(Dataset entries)
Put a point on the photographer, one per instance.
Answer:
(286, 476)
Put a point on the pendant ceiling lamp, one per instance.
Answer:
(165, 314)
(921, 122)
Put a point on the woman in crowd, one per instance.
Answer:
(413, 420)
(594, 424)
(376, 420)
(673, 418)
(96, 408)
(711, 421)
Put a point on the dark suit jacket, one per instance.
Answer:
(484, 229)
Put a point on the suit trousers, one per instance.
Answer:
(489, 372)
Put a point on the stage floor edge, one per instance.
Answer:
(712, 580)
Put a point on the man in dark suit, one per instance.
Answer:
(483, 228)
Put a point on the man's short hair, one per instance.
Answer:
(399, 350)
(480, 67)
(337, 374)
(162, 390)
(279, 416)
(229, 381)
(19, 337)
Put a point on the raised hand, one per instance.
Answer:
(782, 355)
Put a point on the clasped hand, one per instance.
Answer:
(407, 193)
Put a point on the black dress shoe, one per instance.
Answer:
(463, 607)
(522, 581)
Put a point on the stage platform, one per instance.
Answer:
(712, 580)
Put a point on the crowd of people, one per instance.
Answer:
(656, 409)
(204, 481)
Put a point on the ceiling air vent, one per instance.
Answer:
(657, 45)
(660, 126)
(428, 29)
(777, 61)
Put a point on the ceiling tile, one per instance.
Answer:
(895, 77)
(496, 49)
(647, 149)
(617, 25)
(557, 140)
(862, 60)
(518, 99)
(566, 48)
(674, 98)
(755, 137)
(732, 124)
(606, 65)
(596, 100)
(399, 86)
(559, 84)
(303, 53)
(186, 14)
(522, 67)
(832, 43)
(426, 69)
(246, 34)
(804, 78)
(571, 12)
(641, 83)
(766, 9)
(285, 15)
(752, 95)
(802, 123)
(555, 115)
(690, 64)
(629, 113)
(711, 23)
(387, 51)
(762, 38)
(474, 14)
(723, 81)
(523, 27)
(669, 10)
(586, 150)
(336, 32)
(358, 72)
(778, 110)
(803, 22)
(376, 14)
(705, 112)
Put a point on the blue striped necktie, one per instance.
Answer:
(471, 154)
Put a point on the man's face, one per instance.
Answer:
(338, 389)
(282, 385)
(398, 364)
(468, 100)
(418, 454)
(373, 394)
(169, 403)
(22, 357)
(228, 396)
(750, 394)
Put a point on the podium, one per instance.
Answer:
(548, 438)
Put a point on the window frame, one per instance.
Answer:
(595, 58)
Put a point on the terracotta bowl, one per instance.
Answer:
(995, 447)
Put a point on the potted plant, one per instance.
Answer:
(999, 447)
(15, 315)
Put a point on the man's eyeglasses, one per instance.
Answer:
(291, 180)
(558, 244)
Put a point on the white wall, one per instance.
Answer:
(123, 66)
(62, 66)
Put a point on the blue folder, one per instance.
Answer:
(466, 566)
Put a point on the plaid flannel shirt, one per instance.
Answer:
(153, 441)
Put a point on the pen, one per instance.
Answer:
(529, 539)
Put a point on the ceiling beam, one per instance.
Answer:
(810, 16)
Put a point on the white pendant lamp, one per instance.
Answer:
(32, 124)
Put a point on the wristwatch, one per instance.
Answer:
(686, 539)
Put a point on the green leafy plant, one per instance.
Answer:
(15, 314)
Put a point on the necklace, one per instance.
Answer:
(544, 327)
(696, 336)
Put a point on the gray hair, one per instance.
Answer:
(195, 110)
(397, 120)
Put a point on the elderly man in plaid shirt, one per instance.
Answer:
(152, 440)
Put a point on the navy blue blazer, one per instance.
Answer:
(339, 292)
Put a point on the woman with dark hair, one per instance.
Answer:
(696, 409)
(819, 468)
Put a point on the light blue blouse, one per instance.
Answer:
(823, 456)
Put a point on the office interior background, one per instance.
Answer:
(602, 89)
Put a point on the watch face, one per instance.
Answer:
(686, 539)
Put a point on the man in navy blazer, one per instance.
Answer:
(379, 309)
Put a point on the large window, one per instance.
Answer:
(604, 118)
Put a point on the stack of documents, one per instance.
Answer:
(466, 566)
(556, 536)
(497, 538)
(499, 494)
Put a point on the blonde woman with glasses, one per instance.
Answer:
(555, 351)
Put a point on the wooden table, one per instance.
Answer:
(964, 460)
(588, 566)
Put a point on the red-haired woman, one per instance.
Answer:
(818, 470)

» ABOUT THIS EXERCISE
Lines with "blue" in them are what the answer must contain; copy each from the records above.

» WRITTEN SOLUTION
Put a point on the blue striped necktie, one per instance.
Put a point on the blue folder, one per instance.
Put a point on the navy blue blazer, one per instance.
Put a point on the light blue blouse, one per instance.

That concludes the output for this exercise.